**OBJETIVO 1:**
Segundo o texto sobre o Inferno, em que número da Revista Catolicismo a resposta foi publicada?

[abim]
A pergunta em epígrafe foi respondida pelo Mons. José Luiz Villac e publicada na Revista Catolicismo deste mês (Nº 809, maio/2018). Aqui a reproduzimos para conhecimento de nossos leitores, uma vez que tal questão foi muito discutida em altas cúpulas no mês anterior.
Catedral de Notre Dame de Paris, fachada central que representa o Juízo Final (detalhe). |
Pergunta — Numa
conversa com familiares e amigos, discutimos a existência do Inferno e o
fim dos condenados. Os incrédulos diziam que o Inferno não existe, e
que os padres inventaram isso para meter medo na gente. O que mais me
surpreendeu foi alguns dos que frequentam a paróquia afirmarem que o
Inferno é contrário à misericórdia infinita de Deus; e se de fato ele
existe, em algum momento Deus vai livrar todos os que estão lá; ou então
já não há ninguém lá. Meus conhecimentos doutrinários foram
insuficientes para sustentar com segurança a existência do Inferno, e
também que ele é eterno. O senhor poderia ilustrar-me com os
ensinamentos seguros da Igreja a respeito?
Resposta — Entre
as perguntas recebidas, escolhi esta para responder, porque alguns
leitores podem ter ficado desorientados com as notícias veiculadas pela
mídia, segundo as quais o Papa Francisco, pela terceira vez, teria dito a
Eugenio Scalfari, fundador do jornal italiano “La Repubblica”, que no
fim do mundo as pessoas boas gozarão da visão de Deus, mas as ruins
voltarão para o nada. O Vaticano limitou-se a desmentir que as
afirmações atribuídas ao pontífice tenham sido exatamente aquelas
publicadas pelo jornal, mas não desmentiu ter havido essa conversa, nem
deu nenhum esclarecimento sobre o que o Papa teria realmente dito a
Scalfari, um ateu contumaz. Para dissipar a confusão criada por esse
episódio, convém relembrar o que a fé nos ensina sobre a existência do
Inferno, sua eternidade e as penas que lá se sofrem.
Cumpre primeiramente lembrar que a razão e o senso de justiça indicam
que o bem deve ser premiado, e o mal deve ser castigado. Até mesmo
muitos povos pagãos acreditam na existência de um castigo eterno para os
maus. No entanto, a prova da existência do Inferno não nos é dada pela
razão, mas pela Revelação divina.
O Antigo Testamento contém inicialmente poucas precisões sobre o
castigo reservado, após a morte, aos maus que voltaram as costas para
Deus. O Livro de Judith diz, em relação às nações que se insurgiram
contra Ele, que “no dia do juízo as punirá o Senhor todo-poderoso: entregará as suas carnes aos vermes e ao fogo, e hão de chorar eterna dor” (Jud. 16, 17). O profeta Daniel afirma que “muitos daqueles que dormem no pó da terra despertarão, uns para uma vida eterna, outros para a ignomínia, a infâmia eterna” (Dan. 12, 2). E São João Batista pregava ao povo, às margens do Jordão, que Aquele que viria depois dele “tem na mão a pá, limpará sua eira e recolherá o trigo ao celeiro. As palhas, porém, queimá-las-á num fogo inextinguível” (Mt 3, 12).

[Linhas extraídas de uma coleção]
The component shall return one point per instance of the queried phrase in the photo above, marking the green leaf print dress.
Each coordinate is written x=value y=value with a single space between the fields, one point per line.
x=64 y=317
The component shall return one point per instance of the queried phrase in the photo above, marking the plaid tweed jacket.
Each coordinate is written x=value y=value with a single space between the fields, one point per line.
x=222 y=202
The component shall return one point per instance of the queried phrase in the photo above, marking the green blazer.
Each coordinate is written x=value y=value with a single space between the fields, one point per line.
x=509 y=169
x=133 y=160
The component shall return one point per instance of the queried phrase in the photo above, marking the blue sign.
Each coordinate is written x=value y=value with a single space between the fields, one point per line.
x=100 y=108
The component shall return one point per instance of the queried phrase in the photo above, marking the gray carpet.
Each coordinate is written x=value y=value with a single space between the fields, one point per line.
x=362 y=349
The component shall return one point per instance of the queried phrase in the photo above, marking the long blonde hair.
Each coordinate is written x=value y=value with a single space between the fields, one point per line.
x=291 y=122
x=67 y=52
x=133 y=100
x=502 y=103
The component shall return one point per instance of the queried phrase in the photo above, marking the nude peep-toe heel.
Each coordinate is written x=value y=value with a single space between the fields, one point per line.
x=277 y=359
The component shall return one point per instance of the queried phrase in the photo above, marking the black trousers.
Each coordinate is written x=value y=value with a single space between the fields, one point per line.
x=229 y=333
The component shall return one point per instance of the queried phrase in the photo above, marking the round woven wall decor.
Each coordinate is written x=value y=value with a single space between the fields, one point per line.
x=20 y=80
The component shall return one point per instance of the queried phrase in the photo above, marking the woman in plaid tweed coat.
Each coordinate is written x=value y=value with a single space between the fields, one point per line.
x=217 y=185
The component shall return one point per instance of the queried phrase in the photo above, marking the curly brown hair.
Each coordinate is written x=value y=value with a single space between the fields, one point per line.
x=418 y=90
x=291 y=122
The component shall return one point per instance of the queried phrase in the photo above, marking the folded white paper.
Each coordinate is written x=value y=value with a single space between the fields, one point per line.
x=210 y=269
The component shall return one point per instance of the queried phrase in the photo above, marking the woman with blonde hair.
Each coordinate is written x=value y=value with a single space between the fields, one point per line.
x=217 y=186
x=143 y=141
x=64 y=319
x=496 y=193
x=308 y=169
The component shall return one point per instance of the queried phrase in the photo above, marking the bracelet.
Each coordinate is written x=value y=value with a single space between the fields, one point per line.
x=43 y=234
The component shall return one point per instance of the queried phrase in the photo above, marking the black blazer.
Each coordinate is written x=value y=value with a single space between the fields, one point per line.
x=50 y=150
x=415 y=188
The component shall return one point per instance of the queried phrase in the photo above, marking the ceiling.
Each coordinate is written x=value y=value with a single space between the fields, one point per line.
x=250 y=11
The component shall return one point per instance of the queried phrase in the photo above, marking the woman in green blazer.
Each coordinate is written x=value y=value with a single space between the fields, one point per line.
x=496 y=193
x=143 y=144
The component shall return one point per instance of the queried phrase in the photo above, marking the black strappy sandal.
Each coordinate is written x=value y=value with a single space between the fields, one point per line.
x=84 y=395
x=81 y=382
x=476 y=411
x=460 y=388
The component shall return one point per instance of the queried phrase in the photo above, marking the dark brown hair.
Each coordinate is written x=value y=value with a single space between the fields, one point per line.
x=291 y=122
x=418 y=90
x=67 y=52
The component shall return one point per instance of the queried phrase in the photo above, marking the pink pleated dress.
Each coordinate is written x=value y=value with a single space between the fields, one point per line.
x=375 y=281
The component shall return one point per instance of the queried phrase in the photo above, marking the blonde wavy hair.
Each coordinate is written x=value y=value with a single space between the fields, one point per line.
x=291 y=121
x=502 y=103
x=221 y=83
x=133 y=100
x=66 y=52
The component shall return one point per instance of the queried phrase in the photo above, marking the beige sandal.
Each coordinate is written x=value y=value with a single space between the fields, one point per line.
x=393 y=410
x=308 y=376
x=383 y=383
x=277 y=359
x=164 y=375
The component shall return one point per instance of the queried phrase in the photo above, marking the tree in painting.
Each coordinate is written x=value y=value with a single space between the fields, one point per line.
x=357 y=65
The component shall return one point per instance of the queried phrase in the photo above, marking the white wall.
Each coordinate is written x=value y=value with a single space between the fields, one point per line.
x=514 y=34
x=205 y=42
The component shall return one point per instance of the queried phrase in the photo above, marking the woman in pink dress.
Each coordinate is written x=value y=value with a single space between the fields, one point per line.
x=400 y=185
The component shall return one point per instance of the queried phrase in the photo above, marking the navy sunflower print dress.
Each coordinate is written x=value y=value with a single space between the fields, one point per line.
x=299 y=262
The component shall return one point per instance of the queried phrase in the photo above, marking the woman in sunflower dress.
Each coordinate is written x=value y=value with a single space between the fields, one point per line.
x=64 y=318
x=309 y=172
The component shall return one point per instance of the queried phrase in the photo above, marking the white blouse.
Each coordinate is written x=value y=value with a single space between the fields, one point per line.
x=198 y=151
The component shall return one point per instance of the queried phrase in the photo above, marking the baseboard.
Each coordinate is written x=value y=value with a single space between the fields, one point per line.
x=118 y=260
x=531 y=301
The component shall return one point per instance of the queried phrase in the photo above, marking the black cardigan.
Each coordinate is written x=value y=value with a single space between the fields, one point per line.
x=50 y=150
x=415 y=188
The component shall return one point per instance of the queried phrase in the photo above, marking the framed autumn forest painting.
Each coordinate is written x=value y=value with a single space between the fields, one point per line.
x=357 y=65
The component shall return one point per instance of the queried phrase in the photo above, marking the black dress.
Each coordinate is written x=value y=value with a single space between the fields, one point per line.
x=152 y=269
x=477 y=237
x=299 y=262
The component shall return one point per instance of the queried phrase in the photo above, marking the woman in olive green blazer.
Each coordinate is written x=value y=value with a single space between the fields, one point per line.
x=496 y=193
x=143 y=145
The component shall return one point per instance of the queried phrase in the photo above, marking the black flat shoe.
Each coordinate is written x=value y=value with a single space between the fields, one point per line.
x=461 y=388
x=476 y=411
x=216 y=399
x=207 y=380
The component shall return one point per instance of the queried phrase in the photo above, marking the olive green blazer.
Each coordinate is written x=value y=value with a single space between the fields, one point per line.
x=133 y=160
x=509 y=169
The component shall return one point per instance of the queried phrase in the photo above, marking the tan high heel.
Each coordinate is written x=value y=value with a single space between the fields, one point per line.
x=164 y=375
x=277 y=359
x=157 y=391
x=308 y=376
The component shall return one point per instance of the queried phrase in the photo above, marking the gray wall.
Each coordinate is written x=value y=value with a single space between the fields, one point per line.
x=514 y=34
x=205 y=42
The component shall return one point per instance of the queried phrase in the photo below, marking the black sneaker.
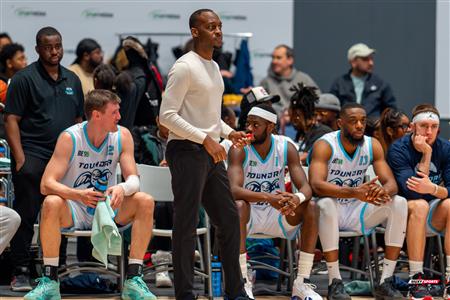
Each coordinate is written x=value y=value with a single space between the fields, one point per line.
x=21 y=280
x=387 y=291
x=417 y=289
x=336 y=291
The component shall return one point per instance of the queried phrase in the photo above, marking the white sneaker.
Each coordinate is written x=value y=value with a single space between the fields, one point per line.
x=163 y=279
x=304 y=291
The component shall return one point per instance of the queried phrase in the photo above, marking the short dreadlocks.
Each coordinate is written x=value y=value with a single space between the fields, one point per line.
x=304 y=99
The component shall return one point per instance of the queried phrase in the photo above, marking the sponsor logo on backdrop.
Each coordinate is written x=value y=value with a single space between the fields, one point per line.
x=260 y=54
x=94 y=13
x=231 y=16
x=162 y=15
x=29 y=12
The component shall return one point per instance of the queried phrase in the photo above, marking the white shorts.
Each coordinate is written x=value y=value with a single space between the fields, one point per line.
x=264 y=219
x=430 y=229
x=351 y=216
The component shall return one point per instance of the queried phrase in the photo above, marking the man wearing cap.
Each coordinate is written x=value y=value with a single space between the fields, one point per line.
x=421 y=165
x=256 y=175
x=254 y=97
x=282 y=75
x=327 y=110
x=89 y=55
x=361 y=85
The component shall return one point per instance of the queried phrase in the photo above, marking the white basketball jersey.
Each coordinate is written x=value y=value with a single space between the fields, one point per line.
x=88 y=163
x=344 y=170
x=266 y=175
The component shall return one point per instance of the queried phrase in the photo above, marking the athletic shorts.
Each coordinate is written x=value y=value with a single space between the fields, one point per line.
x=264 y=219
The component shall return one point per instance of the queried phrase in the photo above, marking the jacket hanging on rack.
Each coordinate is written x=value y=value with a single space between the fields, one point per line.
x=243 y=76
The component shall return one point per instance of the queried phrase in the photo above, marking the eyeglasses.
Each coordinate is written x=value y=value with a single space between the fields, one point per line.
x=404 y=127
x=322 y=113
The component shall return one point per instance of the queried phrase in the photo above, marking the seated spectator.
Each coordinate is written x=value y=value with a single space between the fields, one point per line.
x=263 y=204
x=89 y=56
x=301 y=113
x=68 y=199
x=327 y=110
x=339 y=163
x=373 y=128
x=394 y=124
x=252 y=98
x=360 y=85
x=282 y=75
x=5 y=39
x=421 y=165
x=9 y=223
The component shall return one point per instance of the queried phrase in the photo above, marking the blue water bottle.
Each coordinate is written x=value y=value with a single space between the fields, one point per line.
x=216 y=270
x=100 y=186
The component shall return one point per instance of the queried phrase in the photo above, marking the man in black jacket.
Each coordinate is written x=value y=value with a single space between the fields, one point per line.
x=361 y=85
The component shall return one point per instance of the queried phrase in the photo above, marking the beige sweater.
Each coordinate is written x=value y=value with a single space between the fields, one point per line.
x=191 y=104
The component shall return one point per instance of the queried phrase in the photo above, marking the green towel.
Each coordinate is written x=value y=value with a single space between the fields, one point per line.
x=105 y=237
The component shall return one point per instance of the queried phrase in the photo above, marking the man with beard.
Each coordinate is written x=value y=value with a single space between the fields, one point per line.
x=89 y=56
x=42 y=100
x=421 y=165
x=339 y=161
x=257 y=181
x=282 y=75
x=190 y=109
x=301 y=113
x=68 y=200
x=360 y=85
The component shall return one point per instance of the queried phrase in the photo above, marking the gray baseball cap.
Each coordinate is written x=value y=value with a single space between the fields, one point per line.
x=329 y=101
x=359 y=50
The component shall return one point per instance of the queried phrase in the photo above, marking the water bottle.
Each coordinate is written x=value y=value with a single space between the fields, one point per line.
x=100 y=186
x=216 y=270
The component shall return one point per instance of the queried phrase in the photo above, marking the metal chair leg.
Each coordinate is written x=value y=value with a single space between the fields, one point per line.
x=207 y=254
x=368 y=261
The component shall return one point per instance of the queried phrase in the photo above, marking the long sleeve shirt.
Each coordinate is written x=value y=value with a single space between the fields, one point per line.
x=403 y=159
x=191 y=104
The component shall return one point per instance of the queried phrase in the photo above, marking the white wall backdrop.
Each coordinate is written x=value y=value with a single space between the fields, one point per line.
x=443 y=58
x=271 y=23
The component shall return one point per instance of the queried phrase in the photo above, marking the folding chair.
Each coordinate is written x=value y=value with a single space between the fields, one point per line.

* * *

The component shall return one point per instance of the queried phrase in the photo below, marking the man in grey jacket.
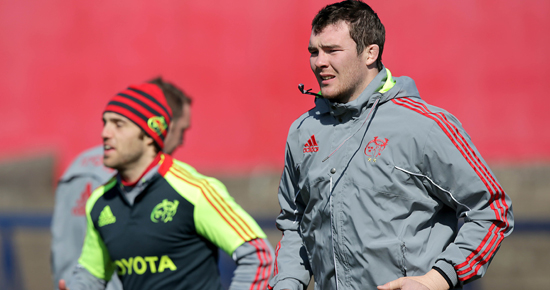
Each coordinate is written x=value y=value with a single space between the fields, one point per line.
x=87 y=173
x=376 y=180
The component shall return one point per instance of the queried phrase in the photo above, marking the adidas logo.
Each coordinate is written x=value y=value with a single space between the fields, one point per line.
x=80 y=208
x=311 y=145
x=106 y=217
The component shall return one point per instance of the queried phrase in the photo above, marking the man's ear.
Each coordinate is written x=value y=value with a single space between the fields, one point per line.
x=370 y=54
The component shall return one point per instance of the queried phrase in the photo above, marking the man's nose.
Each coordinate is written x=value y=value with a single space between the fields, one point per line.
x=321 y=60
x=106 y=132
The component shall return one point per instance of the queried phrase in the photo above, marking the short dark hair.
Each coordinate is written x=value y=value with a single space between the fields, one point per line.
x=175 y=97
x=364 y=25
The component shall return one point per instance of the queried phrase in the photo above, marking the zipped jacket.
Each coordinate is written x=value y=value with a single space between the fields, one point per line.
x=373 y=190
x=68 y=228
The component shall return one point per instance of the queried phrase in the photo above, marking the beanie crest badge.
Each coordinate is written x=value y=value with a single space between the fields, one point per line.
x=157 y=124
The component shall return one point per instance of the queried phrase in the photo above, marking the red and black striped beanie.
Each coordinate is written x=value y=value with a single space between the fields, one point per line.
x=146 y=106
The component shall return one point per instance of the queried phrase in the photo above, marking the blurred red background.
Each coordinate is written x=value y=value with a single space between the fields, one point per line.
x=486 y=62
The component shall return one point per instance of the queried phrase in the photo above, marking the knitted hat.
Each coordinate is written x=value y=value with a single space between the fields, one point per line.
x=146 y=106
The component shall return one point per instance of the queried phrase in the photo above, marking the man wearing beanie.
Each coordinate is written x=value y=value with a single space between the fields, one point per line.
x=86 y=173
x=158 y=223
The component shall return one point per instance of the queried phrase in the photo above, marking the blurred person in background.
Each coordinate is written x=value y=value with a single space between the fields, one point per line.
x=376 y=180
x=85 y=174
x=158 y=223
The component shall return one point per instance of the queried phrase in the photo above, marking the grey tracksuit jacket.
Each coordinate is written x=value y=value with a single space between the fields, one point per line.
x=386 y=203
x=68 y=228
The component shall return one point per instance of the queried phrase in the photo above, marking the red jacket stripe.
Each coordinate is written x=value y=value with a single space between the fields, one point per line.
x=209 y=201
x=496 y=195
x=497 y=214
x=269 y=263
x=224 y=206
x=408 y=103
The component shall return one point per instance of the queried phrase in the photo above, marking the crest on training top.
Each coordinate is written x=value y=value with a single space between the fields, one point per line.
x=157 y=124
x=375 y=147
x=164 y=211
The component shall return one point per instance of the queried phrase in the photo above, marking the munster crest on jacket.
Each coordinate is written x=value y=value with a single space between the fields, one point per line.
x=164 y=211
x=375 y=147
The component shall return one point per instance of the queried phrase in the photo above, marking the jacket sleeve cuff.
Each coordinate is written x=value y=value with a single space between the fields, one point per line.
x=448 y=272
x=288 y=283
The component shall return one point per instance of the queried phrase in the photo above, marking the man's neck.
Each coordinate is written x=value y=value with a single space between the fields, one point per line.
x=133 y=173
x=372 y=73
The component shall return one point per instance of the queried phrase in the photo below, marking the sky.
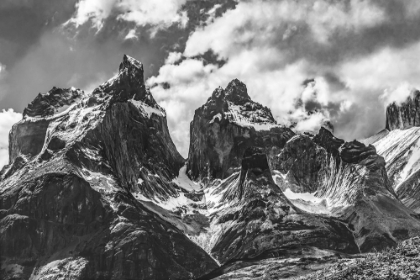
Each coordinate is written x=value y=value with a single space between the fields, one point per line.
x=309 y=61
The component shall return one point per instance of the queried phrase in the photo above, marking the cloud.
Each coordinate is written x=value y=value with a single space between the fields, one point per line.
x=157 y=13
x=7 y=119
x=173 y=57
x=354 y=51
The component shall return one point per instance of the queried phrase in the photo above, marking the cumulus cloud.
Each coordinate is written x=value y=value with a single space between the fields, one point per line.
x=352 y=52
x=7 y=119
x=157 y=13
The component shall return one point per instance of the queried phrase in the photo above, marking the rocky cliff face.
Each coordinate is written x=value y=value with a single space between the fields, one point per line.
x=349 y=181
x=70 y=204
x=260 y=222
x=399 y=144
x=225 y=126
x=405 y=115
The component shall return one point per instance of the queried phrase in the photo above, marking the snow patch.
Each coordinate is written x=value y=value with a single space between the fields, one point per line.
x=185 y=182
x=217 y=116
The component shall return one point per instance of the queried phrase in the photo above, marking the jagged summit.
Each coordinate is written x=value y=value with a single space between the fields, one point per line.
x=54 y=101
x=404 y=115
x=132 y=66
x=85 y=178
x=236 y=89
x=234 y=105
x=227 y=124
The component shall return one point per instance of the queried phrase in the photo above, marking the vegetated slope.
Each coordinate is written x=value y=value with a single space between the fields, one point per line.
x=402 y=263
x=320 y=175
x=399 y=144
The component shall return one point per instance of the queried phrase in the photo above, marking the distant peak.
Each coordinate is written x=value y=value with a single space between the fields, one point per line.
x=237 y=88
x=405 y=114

...

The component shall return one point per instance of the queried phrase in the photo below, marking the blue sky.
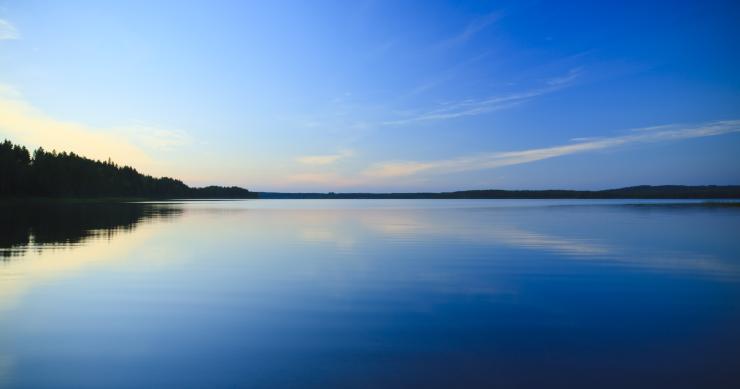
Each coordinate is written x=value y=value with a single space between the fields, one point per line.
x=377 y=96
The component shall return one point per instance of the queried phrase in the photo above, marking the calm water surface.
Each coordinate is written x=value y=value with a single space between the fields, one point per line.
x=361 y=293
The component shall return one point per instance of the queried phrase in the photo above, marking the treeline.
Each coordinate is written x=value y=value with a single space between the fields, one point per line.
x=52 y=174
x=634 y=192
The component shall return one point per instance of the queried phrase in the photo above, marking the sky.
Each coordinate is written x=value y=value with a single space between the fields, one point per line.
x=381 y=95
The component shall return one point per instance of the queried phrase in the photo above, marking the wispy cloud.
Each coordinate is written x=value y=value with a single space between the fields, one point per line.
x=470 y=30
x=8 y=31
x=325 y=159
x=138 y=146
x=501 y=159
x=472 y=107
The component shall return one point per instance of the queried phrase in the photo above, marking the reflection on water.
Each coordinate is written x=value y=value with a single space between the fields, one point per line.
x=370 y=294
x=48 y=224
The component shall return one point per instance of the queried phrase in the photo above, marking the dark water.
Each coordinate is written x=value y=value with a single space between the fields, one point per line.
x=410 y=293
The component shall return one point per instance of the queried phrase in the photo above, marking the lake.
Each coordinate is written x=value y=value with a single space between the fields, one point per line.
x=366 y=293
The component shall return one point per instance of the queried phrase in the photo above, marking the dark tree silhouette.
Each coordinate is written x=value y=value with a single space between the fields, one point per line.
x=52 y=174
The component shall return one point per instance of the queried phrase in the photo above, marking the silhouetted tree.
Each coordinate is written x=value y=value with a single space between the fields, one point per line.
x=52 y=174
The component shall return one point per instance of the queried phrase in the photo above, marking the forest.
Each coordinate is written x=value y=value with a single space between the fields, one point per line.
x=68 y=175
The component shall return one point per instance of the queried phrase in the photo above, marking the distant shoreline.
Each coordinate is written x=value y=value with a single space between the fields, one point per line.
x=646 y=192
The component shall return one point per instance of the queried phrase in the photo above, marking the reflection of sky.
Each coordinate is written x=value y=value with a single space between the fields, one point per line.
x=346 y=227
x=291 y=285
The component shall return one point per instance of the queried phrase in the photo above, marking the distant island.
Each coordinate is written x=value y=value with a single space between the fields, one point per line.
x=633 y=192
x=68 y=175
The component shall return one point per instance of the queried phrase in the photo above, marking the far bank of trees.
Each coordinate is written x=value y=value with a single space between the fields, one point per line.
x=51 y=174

**OBJETIVO 2:**
Formate como uma lista JSON de strings o trecho das linhas de dados que vai da linha que contém "the gray carpet." até a linha que contém "x=229 y=333", incluindo as duas. Use uma string por linha e deixe de fora as linhas em branco.

**RESULTADO DO EXERCÍCIO 1:**
No número 809, de maio de 2018.

**RESULTADO DO EXERCÍCIO 2:**
[
  "The component shall return one point per instance of the queried phrase in the photo above, marking the gray carpet.",
  "Each coordinate is written x=value y=value with a single space between the fields, one point per line.",
  "x=362 y=349",
  "The component shall return one point per instance of the queried phrase in the photo above, marking the long blonde hair.",
  "Each coordinate is written x=value y=value with a single space between the fields, one point per line.",
  "x=291 y=122",
  "x=67 y=52",
  "x=133 y=100",
  "x=502 y=103",
  "The component shall return one point per instance of the queried phrase in the photo above, marking the nude peep-toe heel.",
  "Each coordinate is written x=value y=value with a single space between the fields, one point per line.",
  "x=277 y=359",
  "The component shall return one point per instance of the queried phrase in the photo above, marking the black trousers.",
  "Each coordinate is written x=value y=value with a single space between the fields, one point per line.",
  "x=229 y=333"
]